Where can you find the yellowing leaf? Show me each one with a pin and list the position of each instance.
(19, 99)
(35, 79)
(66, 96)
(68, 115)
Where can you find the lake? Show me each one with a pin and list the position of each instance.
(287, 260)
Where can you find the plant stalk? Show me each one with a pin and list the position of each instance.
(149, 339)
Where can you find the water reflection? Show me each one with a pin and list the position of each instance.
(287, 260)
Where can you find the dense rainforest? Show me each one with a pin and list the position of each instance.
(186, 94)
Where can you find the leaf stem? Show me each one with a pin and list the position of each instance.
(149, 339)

---

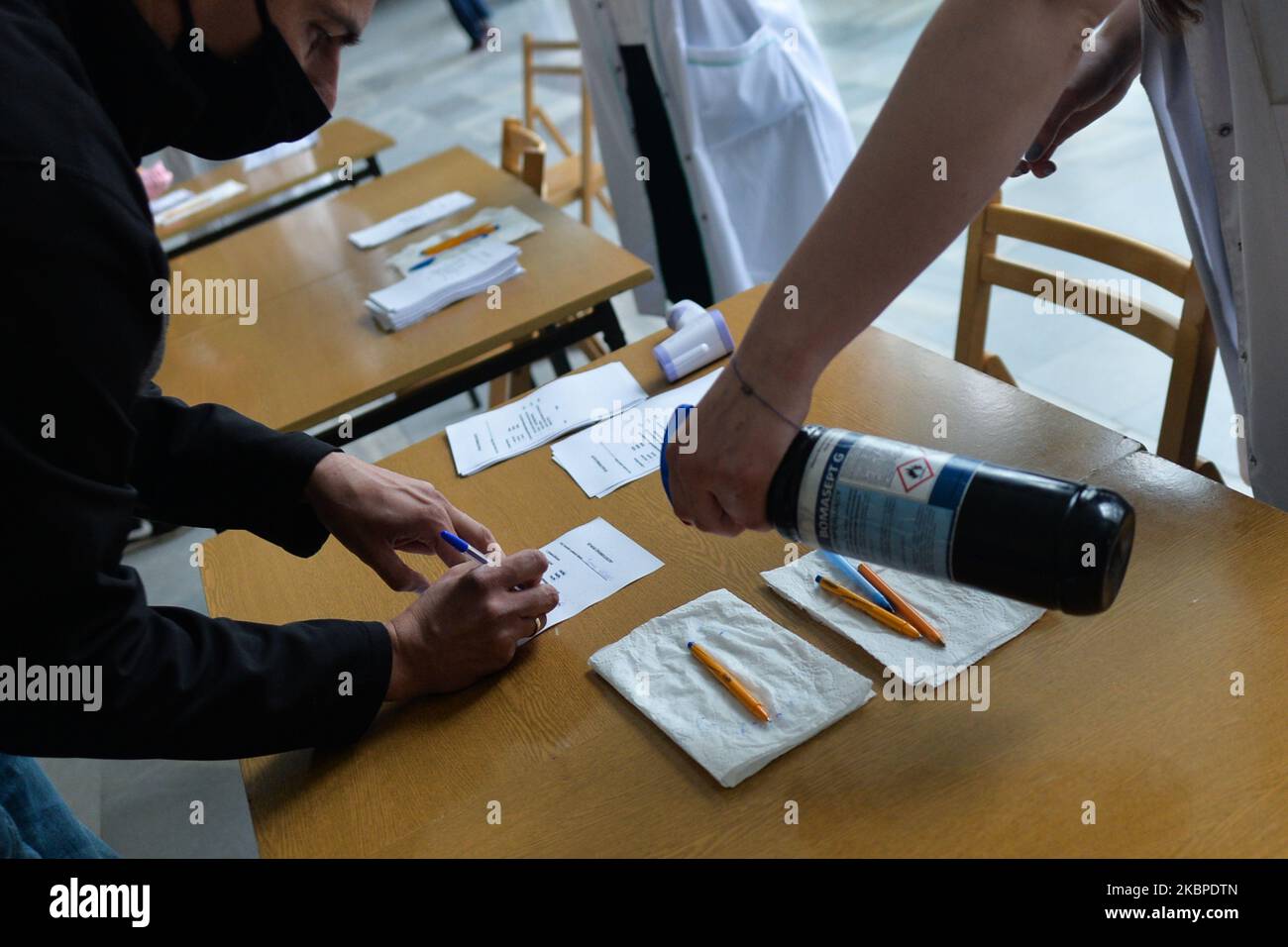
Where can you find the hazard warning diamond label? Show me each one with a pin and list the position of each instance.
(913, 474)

--

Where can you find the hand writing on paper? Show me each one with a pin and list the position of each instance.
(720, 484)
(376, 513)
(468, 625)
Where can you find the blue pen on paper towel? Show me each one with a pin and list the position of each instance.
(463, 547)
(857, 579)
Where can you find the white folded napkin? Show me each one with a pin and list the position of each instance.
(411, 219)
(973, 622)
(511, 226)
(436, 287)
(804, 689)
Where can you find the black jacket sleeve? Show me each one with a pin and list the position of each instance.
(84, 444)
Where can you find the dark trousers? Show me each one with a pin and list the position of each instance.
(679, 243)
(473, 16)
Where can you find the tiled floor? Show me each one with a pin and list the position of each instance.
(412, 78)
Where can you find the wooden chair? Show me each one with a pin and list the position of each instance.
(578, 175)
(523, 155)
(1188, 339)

Task statement :: Write out the items verbatim, from the line containing "Where can you find the hand" through the line containing "(1188, 339)", including both of those lines.

Result ::
Where can you find the hand writing on paper? Show me each one with a pin and list the position of each instance.
(720, 484)
(376, 513)
(468, 625)
Where can you find the blue pen on paper towel? Show me each one with a pin and list the position of each instance.
(463, 547)
(857, 579)
Where can you find the white folded napkin? Show me each one with a pin and list the position of each instance.
(411, 219)
(973, 622)
(511, 226)
(436, 287)
(804, 689)
Where can you find the black jacket sleeve? Show me each one with a pin and list the position of each instance.
(84, 444)
Where can you find the dark trousers? Show me each one with a pin and list the position of each instance.
(679, 243)
(473, 16)
Where can you find the tiled floor? Show me each one with a pin and list the position of each instance.
(412, 78)
Where can you find the wooden chair? Show me each one with a pin and list the position of each instance.
(578, 175)
(523, 155)
(1188, 339)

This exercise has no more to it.